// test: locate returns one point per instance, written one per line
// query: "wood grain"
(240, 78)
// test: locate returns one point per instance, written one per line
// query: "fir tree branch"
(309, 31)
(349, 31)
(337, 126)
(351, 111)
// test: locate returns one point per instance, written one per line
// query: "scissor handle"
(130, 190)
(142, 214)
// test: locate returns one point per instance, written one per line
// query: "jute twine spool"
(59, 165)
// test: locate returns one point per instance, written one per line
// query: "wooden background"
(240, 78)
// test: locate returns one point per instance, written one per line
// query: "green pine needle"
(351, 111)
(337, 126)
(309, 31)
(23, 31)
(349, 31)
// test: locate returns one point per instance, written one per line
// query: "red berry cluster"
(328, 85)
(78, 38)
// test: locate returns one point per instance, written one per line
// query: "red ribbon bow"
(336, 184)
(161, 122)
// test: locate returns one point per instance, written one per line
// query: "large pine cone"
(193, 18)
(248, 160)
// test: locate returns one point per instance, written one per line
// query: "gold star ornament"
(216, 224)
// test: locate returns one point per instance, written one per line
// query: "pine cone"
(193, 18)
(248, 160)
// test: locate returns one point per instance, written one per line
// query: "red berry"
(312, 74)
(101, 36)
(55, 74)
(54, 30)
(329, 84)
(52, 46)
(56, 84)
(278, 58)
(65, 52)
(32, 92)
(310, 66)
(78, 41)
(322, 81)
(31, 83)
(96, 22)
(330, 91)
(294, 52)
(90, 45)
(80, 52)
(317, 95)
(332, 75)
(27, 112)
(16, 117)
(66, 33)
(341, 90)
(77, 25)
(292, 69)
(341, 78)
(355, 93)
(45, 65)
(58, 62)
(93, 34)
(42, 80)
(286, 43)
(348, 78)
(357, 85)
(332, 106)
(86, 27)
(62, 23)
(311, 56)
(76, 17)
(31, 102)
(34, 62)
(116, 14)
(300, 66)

——

## Task to carry out
Output each entry precisely as given.

## Result for this task
// test: locate returns one point per instance, written one per line
// query: "wood grain"
(240, 78)
// test: locate returns one point per instance, written one per line
// query: "fir tree branch"
(309, 31)
(349, 31)
(337, 126)
(351, 111)
// test: locate returns one point per instance, written one per line
// query: "scissor handle"
(130, 190)
(142, 214)
// test: locate returns one point per instance, written one per line
// query: "jute twine spool"
(59, 165)
// test: locate returns one point per instance, written one per line
// query: "wooden background"
(240, 78)
// test: locate returns one point per instance, written one per line
// query: "green pine needle"
(351, 111)
(337, 126)
(309, 31)
(23, 31)
(349, 31)
// test: locate returns one point per instance, written one per line
// query: "red berry cluster"
(328, 85)
(78, 38)
// test: locate returns one point per instance, written one per line
// query: "red ribbon bow"
(336, 184)
(161, 122)
// test: locate returns one point per instance, written one per line
// query: "large pine cone"
(193, 18)
(248, 160)
// test: locate returns one point per instance, written one per line
// query: "gold star ornament"
(216, 224)
// test: locate returns one point per instance, written one per line
// query: "pine cone"
(193, 18)
(248, 160)
// test: locate returns one point per instance, written one per line
// query: "red berry"
(312, 74)
(101, 36)
(55, 74)
(54, 30)
(329, 84)
(52, 46)
(56, 84)
(278, 58)
(65, 52)
(32, 92)
(310, 66)
(78, 41)
(322, 81)
(31, 83)
(96, 22)
(330, 91)
(294, 52)
(90, 45)
(80, 52)
(317, 95)
(332, 75)
(27, 112)
(16, 117)
(66, 33)
(341, 90)
(77, 25)
(292, 69)
(341, 78)
(355, 93)
(45, 65)
(58, 62)
(93, 34)
(42, 80)
(286, 43)
(348, 78)
(357, 85)
(332, 106)
(86, 27)
(62, 23)
(311, 56)
(76, 17)
(31, 102)
(34, 62)
(116, 14)
(300, 66)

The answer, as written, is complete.